## Records to use

--- begin ---

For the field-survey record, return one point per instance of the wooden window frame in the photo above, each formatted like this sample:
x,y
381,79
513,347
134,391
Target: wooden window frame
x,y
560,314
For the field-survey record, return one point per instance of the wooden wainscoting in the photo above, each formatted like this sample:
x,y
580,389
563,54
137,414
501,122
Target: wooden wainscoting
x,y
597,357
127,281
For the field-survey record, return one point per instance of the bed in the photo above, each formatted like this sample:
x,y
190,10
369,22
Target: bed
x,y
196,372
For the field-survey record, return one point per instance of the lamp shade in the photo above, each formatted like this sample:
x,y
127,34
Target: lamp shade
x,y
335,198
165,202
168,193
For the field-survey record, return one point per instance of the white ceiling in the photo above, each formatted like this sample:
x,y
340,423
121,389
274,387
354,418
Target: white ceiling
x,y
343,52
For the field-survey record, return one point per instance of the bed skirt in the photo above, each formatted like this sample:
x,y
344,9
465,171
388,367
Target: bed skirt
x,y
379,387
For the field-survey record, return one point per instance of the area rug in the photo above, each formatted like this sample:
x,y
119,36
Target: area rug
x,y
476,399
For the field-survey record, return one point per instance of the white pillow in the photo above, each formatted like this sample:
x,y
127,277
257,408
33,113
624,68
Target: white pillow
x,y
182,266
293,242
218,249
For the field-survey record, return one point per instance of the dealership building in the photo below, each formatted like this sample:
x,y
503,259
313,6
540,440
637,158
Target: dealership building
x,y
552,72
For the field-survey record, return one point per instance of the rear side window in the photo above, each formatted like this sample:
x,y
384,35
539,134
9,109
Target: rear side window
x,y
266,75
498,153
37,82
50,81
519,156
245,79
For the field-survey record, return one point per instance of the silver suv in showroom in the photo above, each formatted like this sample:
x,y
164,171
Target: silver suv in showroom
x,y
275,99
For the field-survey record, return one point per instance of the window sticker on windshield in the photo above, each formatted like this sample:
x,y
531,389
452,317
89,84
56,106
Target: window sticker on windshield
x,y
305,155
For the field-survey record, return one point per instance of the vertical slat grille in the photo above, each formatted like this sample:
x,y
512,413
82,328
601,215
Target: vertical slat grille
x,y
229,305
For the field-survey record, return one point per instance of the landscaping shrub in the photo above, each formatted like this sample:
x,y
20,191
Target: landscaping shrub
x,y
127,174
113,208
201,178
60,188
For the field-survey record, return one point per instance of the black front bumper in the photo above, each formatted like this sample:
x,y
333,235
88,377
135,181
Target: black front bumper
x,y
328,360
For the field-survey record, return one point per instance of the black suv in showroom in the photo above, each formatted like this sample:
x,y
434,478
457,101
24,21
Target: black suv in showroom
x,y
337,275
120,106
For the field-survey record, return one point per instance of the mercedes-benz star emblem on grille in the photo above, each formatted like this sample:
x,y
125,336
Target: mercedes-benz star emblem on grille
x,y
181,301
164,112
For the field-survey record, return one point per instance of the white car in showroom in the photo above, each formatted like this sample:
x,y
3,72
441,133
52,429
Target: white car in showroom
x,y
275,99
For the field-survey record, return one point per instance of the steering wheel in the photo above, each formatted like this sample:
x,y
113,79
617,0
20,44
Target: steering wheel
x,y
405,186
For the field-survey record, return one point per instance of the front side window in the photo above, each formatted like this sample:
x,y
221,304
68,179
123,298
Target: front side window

--- end ---

## Aim
Turn every entry above into a Markdown table with the columns Row and Line, putting one nonblank line in each row and numbering the rows in order.

## Solved exercise
| Row | Line |
|---|---|
| 1 | For the field-survey record, return one point per instance of the wooden window frame in the photo above, each formatted like this sample: |
| 2 | x,y |
| 3 | 381,79 |
| 4 | 513,347 |
| 5 | 134,391 |
| 6 | Target: wooden window frame |
| 7 | x,y |
| 8 | 560,314 |
| 9 | For the field-survey record, return one point per instance of the wooden wainscoting in the photo above, each formatted like this sample: |
| 10 | x,y |
| 11 | 580,389 |
| 12 | 563,54 |
| 13 | 137,414 |
| 14 | 501,122 |
| 15 | Target: wooden wainscoting |
| 16 | x,y |
| 17 | 597,357 |
| 18 | 127,281 |
| 19 | For the field-survey record, return one point per instance of the bed in the photo above, each formatted like this sample: |
| 20 | x,y |
| 21 | 190,10 |
| 22 | 369,22 |
| 23 | Target: bed |
| 24 | x,y |
| 25 | 196,372 |
| 26 | For the field-survey record, return one point per instance of the lamp shade in the photo above, each formatted like this sample: |
| 27 | x,y |
| 28 | 127,34 |
| 29 | Target: lamp shade |
| 30 | x,y |
| 31 | 335,198 |
| 32 | 165,202 |
| 33 | 168,193 |
| 34 | For the field-survey record, return one point per instance of the white ceiling in the photo above, each formatted like this sample: |
| 35 | x,y |
| 36 | 340,423 |
| 37 | 121,389 |
| 38 | 274,387 |
| 39 | 354,418 |
| 40 | Target: white ceiling |
| 41 | x,y |
| 42 | 343,52 |
| 43 | For the field-survey record, return one point per instance of the bed skirt in the photo above, each formatted like this sample: |
| 44 | x,y |
| 45 | 344,9 |
| 46 | 465,171 |
| 47 | 388,367 |
| 48 | Target: bed skirt |
| 49 | x,y |
| 50 | 379,387 |
| 51 | For the field-survey record, return one point per instance of the area rug in the photo above, each formatted like this sample: |
| 52 | x,y |
| 53 | 119,36 |
| 54 | Target: area rug |
| 55 | x,y |
| 56 | 476,399 |
| 57 | For the field-survey record, return one point per instance of the white pillow in the photo above, each formatted like this sample: |
| 58 | x,y |
| 59 | 127,277 |
| 60 | 257,408 |
| 61 | 33,113 |
| 62 | 624,68 |
| 63 | Target: white pillow |
| 64 | x,y |
| 65 | 182,266 |
| 66 | 293,242 |
| 67 | 218,249 |
| 68 | For the field-survey record, return one point per instance of the dealership building in the photo below, each formatted like this sample: |
| 69 | x,y |
| 70 | 503,259 |
| 71 | 313,6 |
| 72 | 540,440 |
| 73 | 637,158 |
| 74 | Target: dealership building |
| 75 | x,y |
| 76 | 552,72 |
| 77 | For the field-survey record, return one point per instance of the rear side window in the photo above, each formatted like this sample: |
| 78 | x,y |
| 79 | 384,35 |
| 80 | 539,134 |
| 81 | 9,109 |
| 82 | Target: rear side window |
| 83 | x,y |
| 84 | 266,75 |
| 85 | 498,153 |
| 86 | 37,82 |
| 87 | 50,81 |
| 88 | 519,156 |
| 89 | 245,79 |
| 90 | For the field-survey record, return one point per instance of the silver suv in showroom in the photo above, each formatted like this sample: |
| 91 | x,y |
| 92 | 164,171 |
| 93 | Target: silver suv in showroom |
| 94 | x,y |
| 95 | 275,99 |
| 96 | For the field-survey record, return one point per instance of the window sticker on windshield in the photo above, each formatted like this sample: |
| 97 | x,y |
| 98 | 531,389 |
| 99 | 452,317 |
| 100 | 89,84 |
| 101 | 56,106 |
| 102 | Target: window sticker on windshield |
| 103 | x,y |
| 104 | 305,155 |
| 105 | For the field-survey record, return one point per instance of the vertical slat grille in the photo above, each formatted like this sample: |
| 106 | x,y |
| 107 | 512,413 |
| 108 | 82,328 |
| 109 | 601,215 |
| 110 | Target: vertical slat grille |
| 111 | x,y |
| 112 | 229,305 |
| 113 | For the field-survey record, return one point per instance of the landscaping shrub in the photo above, each formatted like this sample: |
| 114 | x,y |
| 115 | 20,191 |
| 116 | Target: landscaping shrub |
| 117 | x,y |
| 118 | 127,174 |
| 119 | 113,208 |
| 120 | 201,178 |
| 121 | 60,188 |
| 122 | For the field-survey record, return one point per instance of the black front bumper in the photo above, each formatted like this sample: |
| 123 | x,y |
| 124 | 333,235 |
| 125 | 88,377 |
| 126 | 135,181 |
| 127 | Target: black front bumper |
| 128 | x,y |
| 129 | 328,360 |
| 130 | For the field-survey record, return one point per instance of the black suv in showroom in the photo above, each formatted like this sample: |
| 131 | x,y |
| 132 | 434,478 |
| 133 | 457,101 |
| 134 | 24,21 |
| 135 | Target: black suv in showroom |
| 136 | x,y |
| 137 | 337,275 |
| 138 | 120,106 |
| 139 | For the field-survey record, return one point per instance of the mercedes-benz star emblem on grille in the photo above, each formatted like this sample: |
| 140 | x,y |
| 141 | 125,336 |
| 142 | Target: mercedes-benz star emblem on grille |
| 143 | x,y |
| 144 | 181,301 |
| 145 | 164,112 |
| 146 | For the field-survey record, return one point per instance of the white car in showroom in the photo above, each formatted like this sample: |
| 147 | x,y |
| 148 | 3,72 |
| 149 | 441,133 |
| 150 | 52,429 |
| 151 | Target: white car in showroom |
| 152 | x,y |
| 153 | 275,99 |
| 154 | For the field-survey record, return one point per instance of the steering wheel in the photo above, each formatted like this sample: |
| 155 | x,y |
| 156 | 113,79 |
| 157 | 617,0 |
| 158 | 20,44 |
| 159 | Target: steering wheel |
| 160 | x,y |
| 161 | 405,186 |
| 162 | For the field-survey record, return one point per instance of the front side window in the photo above, each formatted like this sample: |
| 163 | x,y |
| 164 | 221,304 |
| 165 | 68,179 |
| 166 | 123,298 |
| 167 | Target: front side window |